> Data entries
# # # # # # #

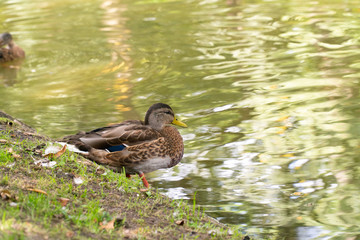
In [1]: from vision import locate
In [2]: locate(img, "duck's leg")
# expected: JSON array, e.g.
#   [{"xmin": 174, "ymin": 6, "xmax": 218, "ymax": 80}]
[{"xmin": 139, "ymin": 173, "xmax": 150, "ymax": 188}]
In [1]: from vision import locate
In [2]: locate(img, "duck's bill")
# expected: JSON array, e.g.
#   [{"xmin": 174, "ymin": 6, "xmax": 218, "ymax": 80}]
[{"xmin": 172, "ymin": 117, "xmax": 187, "ymax": 127}]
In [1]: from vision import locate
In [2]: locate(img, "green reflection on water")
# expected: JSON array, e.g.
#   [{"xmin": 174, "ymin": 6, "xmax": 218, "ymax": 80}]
[{"xmin": 0, "ymin": 0, "xmax": 360, "ymax": 239}]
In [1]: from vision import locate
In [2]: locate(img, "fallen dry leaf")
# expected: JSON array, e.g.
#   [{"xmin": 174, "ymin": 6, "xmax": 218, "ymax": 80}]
[
  {"xmin": 0, "ymin": 189, "xmax": 11, "ymax": 200},
  {"xmin": 0, "ymin": 189, "xmax": 18, "ymax": 201},
  {"xmin": 43, "ymin": 145, "xmax": 66, "ymax": 158},
  {"xmin": 58, "ymin": 198, "xmax": 70, "ymax": 207},
  {"xmin": 66, "ymin": 231, "xmax": 75, "ymax": 238},
  {"xmin": 26, "ymin": 188, "xmax": 47, "ymax": 195},
  {"xmin": 74, "ymin": 177, "xmax": 84, "ymax": 185},
  {"xmin": 7, "ymin": 148, "xmax": 21, "ymax": 158}
]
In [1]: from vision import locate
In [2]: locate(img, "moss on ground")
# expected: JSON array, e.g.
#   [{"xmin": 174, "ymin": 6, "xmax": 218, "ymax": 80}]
[{"xmin": 0, "ymin": 112, "xmax": 250, "ymax": 239}]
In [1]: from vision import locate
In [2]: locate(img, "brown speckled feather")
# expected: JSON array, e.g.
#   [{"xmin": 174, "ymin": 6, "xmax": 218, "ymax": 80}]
[{"xmin": 62, "ymin": 103, "xmax": 186, "ymax": 187}]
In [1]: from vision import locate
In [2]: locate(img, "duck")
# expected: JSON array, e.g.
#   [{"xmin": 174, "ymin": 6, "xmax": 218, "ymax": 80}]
[
  {"xmin": 61, "ymin": 103, "xmax": 187, "ymax": 189},
  {"xmin": 0, "ymin": 32, "xmax": 25, "ymax": 62}
]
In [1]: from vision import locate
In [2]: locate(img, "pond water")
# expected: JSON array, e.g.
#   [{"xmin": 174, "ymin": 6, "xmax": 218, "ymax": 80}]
[{"xmin": 0, "ymin": 0, "xmax": 360, "ymax": 239}]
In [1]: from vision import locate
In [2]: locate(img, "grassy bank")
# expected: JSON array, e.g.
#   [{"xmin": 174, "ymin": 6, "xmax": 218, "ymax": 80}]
[{"xmin": 0, "ymin": 112, "xmax": 249, "ymax": 239}]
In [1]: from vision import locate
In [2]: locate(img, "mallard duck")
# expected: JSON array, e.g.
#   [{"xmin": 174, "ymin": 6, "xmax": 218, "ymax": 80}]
[
  {"xmin": 0, "ymin": 32, "xmax": 25, "ymax": 62},
  {"xmin": 62, "ymin": 103, "xmax": 187, "ymax": 188}
]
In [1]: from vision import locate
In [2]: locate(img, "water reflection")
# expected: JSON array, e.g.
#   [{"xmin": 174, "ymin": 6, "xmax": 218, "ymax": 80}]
[{"xmin": 0, "ymin": 0, "xmax": 360, "ymax": 239}]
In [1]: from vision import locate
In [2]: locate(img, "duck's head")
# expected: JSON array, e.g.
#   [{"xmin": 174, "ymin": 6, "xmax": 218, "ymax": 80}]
[
  {"xmin": 0, "ymin": 32, "xmax": 13, "ymax": 47},
  {"xmin": 145, "ymin": 103, "xmax": 187, "ymax": 130}
]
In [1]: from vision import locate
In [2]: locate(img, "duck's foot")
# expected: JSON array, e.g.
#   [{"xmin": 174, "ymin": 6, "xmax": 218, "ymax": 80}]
[{"xmin": 139, "ymin": 173, "xmax": 150, "ymax": 188}]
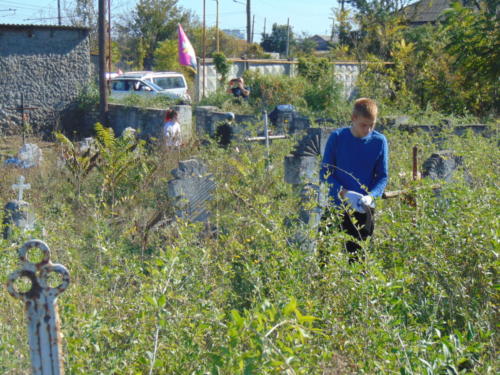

# # # # # # #

How many lines in the material contain the word "reflection"? Reply with the number only.

> Output below
2